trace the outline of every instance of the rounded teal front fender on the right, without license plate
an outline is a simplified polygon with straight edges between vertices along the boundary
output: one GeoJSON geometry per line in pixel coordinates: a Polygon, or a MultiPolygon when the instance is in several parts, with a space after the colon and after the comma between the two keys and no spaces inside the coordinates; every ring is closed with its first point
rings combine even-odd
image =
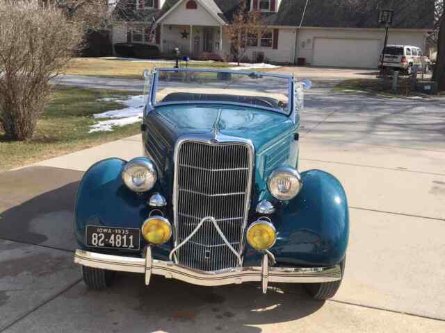
{"type": "Polygon", "coordinates": [[[330,173],[311,170],[301,176],[303,187],[298,196],[279,205],[271,216],[277,241],[270,250],[280,264],[339,264],[349,238],[345,191],[330,173]]]}

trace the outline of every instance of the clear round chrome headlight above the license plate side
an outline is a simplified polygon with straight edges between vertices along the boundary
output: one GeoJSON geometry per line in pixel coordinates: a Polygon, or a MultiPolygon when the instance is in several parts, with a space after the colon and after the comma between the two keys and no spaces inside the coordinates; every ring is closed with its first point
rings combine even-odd
{"type": "Polygon", "coordinates": [[[154,187],[156,167],[146,157],[137,157],[127,163],[122,171],[122,180],[131,191],[145,192],[154,187]]]}

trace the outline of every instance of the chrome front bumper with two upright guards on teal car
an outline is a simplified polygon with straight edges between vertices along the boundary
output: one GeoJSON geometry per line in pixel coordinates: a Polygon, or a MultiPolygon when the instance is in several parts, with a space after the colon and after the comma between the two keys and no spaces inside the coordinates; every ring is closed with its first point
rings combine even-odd
{"type": "Polygon", "coordinates": [[[341,279],[340,266],[298,268],[270,267],[268,255],[264,255],[262,265],[257,267],[235,267],[222,271],[196,271],[178,266],[174,262],[152,259],[152,250],[147,247],[145,258],[103,255],[85,250],[76,250],[74,262],[83,266],[102,268],[109,271],[122,271],[145,274],[145,284],[149,284],[152,274],[163,275],[200,286],[222,286],[243,282],[261,282],[266,293],[268,282],[315,283],[332,282],[341,279]]]}

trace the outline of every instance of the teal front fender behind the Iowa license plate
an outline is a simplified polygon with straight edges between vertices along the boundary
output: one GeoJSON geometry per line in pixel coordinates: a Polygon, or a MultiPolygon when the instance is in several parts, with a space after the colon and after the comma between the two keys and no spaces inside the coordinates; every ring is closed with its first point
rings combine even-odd
{"type": "MultiPolygon", "coordinates": [[[[147,219],[147,200],[156,187],[143,194],[128,189],[121,176],[125,164],[126,161],[118,158],[102,160],[92,165],[83,176],[77,192],[74,221],[74,234],[81,248],[88,249],[86,225],[140,228],[147,219]]],[[[140,248],[144,245],[142,239],[140,248]]]]}

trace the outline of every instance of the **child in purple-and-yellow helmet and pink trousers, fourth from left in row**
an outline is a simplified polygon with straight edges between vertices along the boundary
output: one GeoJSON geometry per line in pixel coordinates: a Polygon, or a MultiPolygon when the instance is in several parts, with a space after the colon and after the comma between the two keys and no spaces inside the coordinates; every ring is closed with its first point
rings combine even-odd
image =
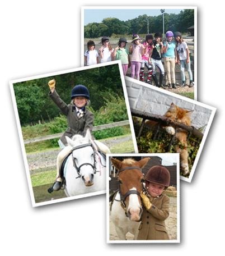
{"type": "Polygon", "coordinates": [[[139,72],[140,65],[142,63],[142,55],[144,54],[144,45],[140,44],[139,35],[133,34],[132,43],[129,48],[130,54],[132,54],[132,63],[130,66],[131,69],[131,78],[134,78],[134,74],[136,75],[136,79],[139,80],[139,72]]]}

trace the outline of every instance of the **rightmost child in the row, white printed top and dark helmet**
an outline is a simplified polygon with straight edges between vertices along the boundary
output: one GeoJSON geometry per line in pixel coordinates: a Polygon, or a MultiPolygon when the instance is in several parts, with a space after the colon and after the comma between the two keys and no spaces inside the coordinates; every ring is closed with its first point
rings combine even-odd
{"type": "Polygon", "coordinates": [[[175,42],[176,42],[176,60],[175,63],[178,63],[180,65],[180,72],[182,77],[182,85],[181,87],[186,86],[185,83],[185,73],[184,73],[184,65],[187,68],[187,72],[189,74],[190,79],[190,85],[189,87],[193,87],[193,77],[191,72],[191,63],[190,63],[190,57],[189,57],[189,49],[187,47],[187,43],[182,39],[182,36],[179,31],[174,33],[175,42]]]}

======

--- What you should do ---
The word "front" may appear on some lines of these records; state how many such lines there are, and nothing else.

--- Response to this exercise ---
3